| Text segment |
** Start **
This discussion explains EM theory development and practices for the organization’s growth. EM are activities implemented by an organization to identify opportunities, using innovative risk management approaches, resource leveraging, and value creation to acquire and retain customers. EM creates an idea or product then finds a market, focuses on innovation, risk-taking, proactiveness, value creation, and leveraging resources, and uses informal decision-making process unlike traditional marketing (TM), which develops a product that meets customer needs, focuses on product, price, places, and promotion and uses formal plan on goals and decision making. The conceptual framework for EM created by Bjerke & Hultman in 2002, seven dimensions of EM by Morris, schindehutte, and LaForge in 2002, EMICO (combination of entrepreneurial orientation(EO), market orientation (MO), innovation orientation(IO), and customer orientation(CO)) framework by Jones and Rowley in 2009, the EMO (entrepreneurial marketing orientation) model by Jones and Rowley in 2011, The six-factor model by Kilenthong, Hultman, and Hills in 2015 and Eight dimensions EM by Chaston in 2016 explains how EM theory evolved. The discussion also explains how different organizations have used the eight EM dimensions for survival and growth.
** End **
| Short exercise A |
In the passage on entrepreneurial marketing, who created the EMICO framework, and in what year?

| Provided data |
** Start **
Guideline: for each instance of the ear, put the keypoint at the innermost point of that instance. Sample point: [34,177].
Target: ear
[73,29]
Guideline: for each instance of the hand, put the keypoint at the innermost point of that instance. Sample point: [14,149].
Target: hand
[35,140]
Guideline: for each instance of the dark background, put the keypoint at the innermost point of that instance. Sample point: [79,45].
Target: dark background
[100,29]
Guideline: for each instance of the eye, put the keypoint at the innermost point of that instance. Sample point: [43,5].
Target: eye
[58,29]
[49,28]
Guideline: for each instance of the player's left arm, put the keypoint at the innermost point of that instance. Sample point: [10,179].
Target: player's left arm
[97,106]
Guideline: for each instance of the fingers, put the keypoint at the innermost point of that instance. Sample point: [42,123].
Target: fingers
** End **
| Short exercise B |
Rewrite every one of the entries, swapping "innermost" for "central" and keeping everything else the same.

| Finished answer A |
Jones and Rowley created it in 2009.

| Finished answer B |
Guideline: for each instance of the ear, put the keypoint at the central point of that instance. Sample point: [34,177].
Target: ear
[73,29]
Guideline: for each instance of the hand, put the keypoint at the central point of that instance. Sample point: [14,149].
Target: hand
[35,140]
Guideline: for each instance of the dark background, put the keypoint at the central point of that instance. Sample point: [79,45].
Target: dark background
[100,29]
Guideline: for each instance of the eye, put the keypoint at the central point of that instance. Sample point: [43,5].
Target: eye
[58,29]
[49,28]
Guideline: for each instance of the player's left arm, put the keypoint at the central point of that instance. Sample point: [10,179].
Target: player's left arm
[97,106]
Guideline: for each instance of the fingers, put the keypoint at the central point of that instance. Sample point: [42,123].
Target: fingers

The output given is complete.